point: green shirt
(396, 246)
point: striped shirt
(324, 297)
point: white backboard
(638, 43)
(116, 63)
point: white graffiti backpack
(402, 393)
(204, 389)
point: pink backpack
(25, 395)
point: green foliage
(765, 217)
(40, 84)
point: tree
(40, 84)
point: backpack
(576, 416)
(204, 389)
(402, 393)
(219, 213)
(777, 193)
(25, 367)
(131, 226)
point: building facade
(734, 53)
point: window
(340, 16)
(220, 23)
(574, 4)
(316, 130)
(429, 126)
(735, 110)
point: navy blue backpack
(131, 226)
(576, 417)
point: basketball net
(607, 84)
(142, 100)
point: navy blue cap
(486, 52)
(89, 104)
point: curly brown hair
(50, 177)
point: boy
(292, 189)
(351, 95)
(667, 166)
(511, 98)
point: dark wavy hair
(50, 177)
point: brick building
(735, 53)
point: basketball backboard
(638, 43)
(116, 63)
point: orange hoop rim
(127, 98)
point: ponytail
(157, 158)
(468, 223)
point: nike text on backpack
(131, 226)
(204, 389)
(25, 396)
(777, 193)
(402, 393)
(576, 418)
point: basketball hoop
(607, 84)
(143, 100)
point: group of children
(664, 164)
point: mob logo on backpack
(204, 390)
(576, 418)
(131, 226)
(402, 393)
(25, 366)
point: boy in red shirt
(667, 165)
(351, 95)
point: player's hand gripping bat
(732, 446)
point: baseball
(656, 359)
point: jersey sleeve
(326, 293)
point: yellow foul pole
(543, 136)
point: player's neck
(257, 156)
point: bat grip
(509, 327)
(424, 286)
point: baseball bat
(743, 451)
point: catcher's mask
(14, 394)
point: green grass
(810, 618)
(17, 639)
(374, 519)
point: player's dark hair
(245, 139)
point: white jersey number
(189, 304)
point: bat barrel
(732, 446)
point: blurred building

*****

Stated problem:
Reproduce every line above word for word, in the same order.

Answer to the task:
point: green shirt
(396, 246)
point: striped shirt
(324, 297)
point: white backboard
(638, 43)
(116, 63)
point: white graffiti backpack
(402, 393)
(204, 389)
point: pink backpack
(25, 395)
point: green foliage
(765, 217)
(40, 84)
point: tree
(40, 84)
point: backpack
(576, 416)
(204, 389)
(402, 393)
(219, 213)
(777, 193)
(25, 367)
(131, 226)
point: building facade
(734, 53)
point: window
(340, 16)
(220, 23)
(574, 4)
(316, 130)
(429, 126)
(735, 110)
point: navy blue backpack
(131, 226)
(576, 417)
point: basketball net
(607, 84)
(142, 100)
point: navy blue cap
(486, 52)
(89, 104)
point: curly brown hair
(50, 177)
point: boy
(292, 189)
(351, 95)
(667, 166)
(511, 98)
point: dark wavy hair
(50, 177)
point: brick building
(735, 53)
point: basketball backboard
(638, 43)
(116, 63)
point: orange hoop rim
(127, 98)
point: ponytail
(157, 158)
(468, 223)
point: nike text on backpack
(131, 226)
(204, 389)
(25, 396)
(777, 193)
(402, 393)
(576, 418)
point: basketball hoop
(607, 84)
(143, 100)
point: group of children
(664, 164)
point: mob logo on backpack
(204, 390)
(576, 418)
(131, 226)
(402, 393)
(25, 366)
point: boy in red shirt
(667, 165)
(351, 95)
point: player's hand gripping bat
(732, 446)
point: baseball
(656, 359)
point: jersey sleeve
(326, 293)
point: yellow foul pole
(543, 136)
point: player's neck
(257, 156)
point: bat grip
(509, 327)
(424, 286)
point: baseball bat
(743, 451)
point: catcher's mask
(14, 394)
point: green grass
(810, 618)
(17, 639)
(374, 519)
point: player's dark hair
(245, 139)
point: white jersey number
(189, 304)
point: bat barrel
(732, 446)
point: blurred building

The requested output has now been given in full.